*Source excerpt*:
Still doesn't make sense.

If you display 10 random animals (or shapes), and ask a user to pick the right one, a dumb spam script would have a 10% success rate.

If you display one image of an animal and give 10 possible answers, a dumb spam script would have a 10% success rate.

mseebach · on Sept 20, 2010

So if I have a library of 10s of thousands of images of animals, shapes, things etc. that are all easily recognisable to English speakers -- e.g. cat, dog, house, drum, road, tree, book, horse -- and ask them to write in what is it, AND I constantly update that library and retire pictures that's been used many time -- what is your dumb script's success rate?

What if I combine three pictures in each challenge - e.g. "cat house triangle"?

olegk · on Sept 20, 2010

My spam script would always answer "cat", so among 8 options (cat, dog, house, drum, road, tree, book, horse), I'd get a 12.5% success rate.

Plus you constantly have to update your image library, which a huge pain.

Also, recognizing 10,000 images will take me around one day and less than $1000 with Amazon turk, thus giving me a perfect 100% success rate. After that you would have to completely renew your image database.

mseebach · on Sept 20, 2010

sigh .. etc. There would be more than 8 options, many more.

YES, it would be a pain to update the library, which is why I'm commending this particular concept for solving that problem ...

stavros · on Sept 20, 2010

You aren't getting it. The probability is 1/<number of options you present to the user>. If you show the user 100 images and ask them to select one, a bot will have a 1% probability to find the right one, but the user will tell you to get lost.

If you present 10 images (still a stretch), bots will have 10% success rate just answering randomly.

EDIT: Wait, from what I see you mean that the user will have to write "cat" or "dog" or whatever? That's better, yes. Communication, however, is hard, which is why me the GP didn't understand what you meant.

Ilovepee · on Sept 21, 2010

not to mention the fact that the bot will get spotted for entering the same phrase more then a few times, get put on a list and get served the squiggly crap

olegk · on Sept 21, 2010

You have no idea how spam works. A bot isn't just one user trying to enter "cat" repeatedly. Botnets send requests from thousands of different IPs. You wouldn't know which ones are real users, and which ones are bots.

il · on Sept 20, 2010

You know, most modern capchas are not solved by bots, but by people in third world countries solving them for pennies. The current going rate is about $1/1000 and there are easy to use captcha solving APIs for any platform. capcha has long provided an illusion of security, nothing more. Any and all captchas will be broken.

jfager · on Sept 20, 2010

Before adding captchas to my stupid personal blog, Akismet was catching ~300 attempted spams a day, and I was manually flagging ~2 a day.

Then I installed reCaptcha, and now Akismet catches ~10 a month, and I've had to manually flag zero.

I'll take that illusion, thanks.

there · on Sept 20, 2010

ok, but how many comments are you losing because people don't want to fill out a captcha?

i've used defensio.com for filtering comments on my site with no captcha and rarely ever get a false positive or negative. false negatives are easy to spot, and users can manually override false positives by supplying an email address to get a confirmation link (which gets fed back to defensio as a false positive once clicked).

*Given entries*:
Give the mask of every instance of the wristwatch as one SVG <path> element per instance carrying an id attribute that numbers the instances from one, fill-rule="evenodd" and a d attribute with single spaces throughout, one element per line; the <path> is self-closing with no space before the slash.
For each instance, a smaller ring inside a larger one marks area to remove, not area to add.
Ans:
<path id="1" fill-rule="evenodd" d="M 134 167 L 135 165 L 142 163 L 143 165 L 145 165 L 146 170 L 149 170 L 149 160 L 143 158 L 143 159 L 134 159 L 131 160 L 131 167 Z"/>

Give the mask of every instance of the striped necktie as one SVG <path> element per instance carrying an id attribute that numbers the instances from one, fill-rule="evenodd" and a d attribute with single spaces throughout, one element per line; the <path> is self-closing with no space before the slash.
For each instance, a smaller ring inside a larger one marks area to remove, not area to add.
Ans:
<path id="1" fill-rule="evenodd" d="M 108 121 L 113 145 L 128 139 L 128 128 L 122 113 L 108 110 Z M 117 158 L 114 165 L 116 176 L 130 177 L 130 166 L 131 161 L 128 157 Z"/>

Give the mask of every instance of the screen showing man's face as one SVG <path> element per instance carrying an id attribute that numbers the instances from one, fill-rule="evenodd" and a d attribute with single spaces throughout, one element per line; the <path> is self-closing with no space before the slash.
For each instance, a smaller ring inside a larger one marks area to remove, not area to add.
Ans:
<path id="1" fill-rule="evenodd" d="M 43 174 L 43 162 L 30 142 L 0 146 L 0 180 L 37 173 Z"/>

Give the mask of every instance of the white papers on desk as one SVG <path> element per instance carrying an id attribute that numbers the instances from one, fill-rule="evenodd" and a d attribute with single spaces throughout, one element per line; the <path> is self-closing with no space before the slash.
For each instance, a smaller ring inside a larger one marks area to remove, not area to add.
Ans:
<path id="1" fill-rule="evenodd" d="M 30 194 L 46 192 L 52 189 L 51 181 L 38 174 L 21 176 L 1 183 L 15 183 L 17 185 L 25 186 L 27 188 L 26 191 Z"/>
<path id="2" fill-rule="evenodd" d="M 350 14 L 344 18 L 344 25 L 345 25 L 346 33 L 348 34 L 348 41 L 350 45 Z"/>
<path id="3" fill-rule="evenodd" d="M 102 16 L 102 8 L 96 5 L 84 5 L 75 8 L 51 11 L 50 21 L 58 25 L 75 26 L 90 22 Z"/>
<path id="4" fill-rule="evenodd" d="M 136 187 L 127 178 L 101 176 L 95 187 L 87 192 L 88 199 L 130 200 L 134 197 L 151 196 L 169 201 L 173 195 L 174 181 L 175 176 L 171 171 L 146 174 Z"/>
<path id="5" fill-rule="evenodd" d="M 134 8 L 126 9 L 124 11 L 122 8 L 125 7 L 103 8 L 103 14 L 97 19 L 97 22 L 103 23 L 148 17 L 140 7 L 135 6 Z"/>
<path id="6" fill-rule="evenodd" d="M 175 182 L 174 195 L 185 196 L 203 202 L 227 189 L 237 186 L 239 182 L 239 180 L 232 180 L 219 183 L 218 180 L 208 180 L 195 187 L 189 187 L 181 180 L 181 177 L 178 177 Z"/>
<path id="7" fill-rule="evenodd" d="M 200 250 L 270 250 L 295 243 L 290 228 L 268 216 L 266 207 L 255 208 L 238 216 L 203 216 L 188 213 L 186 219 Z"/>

*Required tasks*:
a – Please arrange everything in the records from the first line down to the line containing "43 174 L 43" as a numbered list, leaving out blank lines.
b – Pick up the forum thread on captchas and spam at its end and write the next part.

*Responses by task*:
a –
1. Give the mask of every instance of the wristwatch as one SVG <path> element per instance carrying an id attribute that numbers the instances from one, fill-rule="evenodd" and a d attribute with single spaces throughout, one element per line; the <path> is self-closing with no space before the slash.
2. For each instance, a smaller ring inside a larger one marks area to remove, not area to add.
3. Ans:
4. <path id="1" fill-rule="evenodd" d="M 134 167 L 135 165 L 142 163 L 143 165 L 145 165 L 146 170 L 149 170 L 149 160 L 143 158 L 143 159 L 134 159 L 131 160 L 131 167 Z"/>
5. Give the mask of every instance of the striped necktie as one SVG <path> element per instance carrying an id attribute that numbers the instances from one, fill-rule="evenodd" and a d attribute with single spaces throughout, one element per line; the <path> is self-closing with no space before the slash.
6. For each instance, a smaller ring inside a larger one marks area to remove, not area to add.
7. Ans:
8. <path id="1" fill-rule="evenodd" d="M 108 121 L 113 145 L 128 139 L 128 128 L 122 113 L 108 110 Z M 117 158 L 114 165 L 116 176 L 130 177 L 130 166 L 131 161 L 128 157 Z"/>
9. Give the mask of every instance of the screen showing man's face as one SVG <path> element per instance carrying an id attribute that numbers the instances from one, fill-rule="evenodd" and a d attribute with single spaces throughout, one element per line; the <path> is self-closing with no space before the slash.
10. For each instance, a smaller ring inside a larger one marks area to remove, not area to add.
11. Ans:
12. <path id="1" fill-rule="evenodd" d="M 43 174 L 43 162 L 30 142 L 0 146 L 0 180 L 37 173 Z"/>

b –
jfager · on Sept 20, 2010

It's a tradeoff, sure. In my case, I'm perfectly happy to trade a few comments from people who don't want to deal with a captcha for never having to manually deal with spam. YMMV.

mike-cardwell · on Sept 20, 2010

There are better ways of reducing comment spam to near zero without resorting to captchas. Here's how I did it:

https://secure.grepular.com/Blocking_Comment_Spam_Using_ModS...

It's still working now.

mseebach · on Sept 20, 2010

That's great, pretty much any home-rolled CAPTCHA will perform great, simply because it's not worthwhile for spammers to design an attack. If that, however, was the default anti-spam mechanism on, say, wordpress installs, it'd be automated against in minutes.

mike-cardwell · on Sept 20, 2010

Definitely. If more people rolled their own, the spammers would be screwed.

il · on Sept 20, 2010

That's one datapoint. The counterpoint is the thousands of forum owners who mistakenly relied on captcha to prevent spam at the expense of other antispam measures, like GeoIP.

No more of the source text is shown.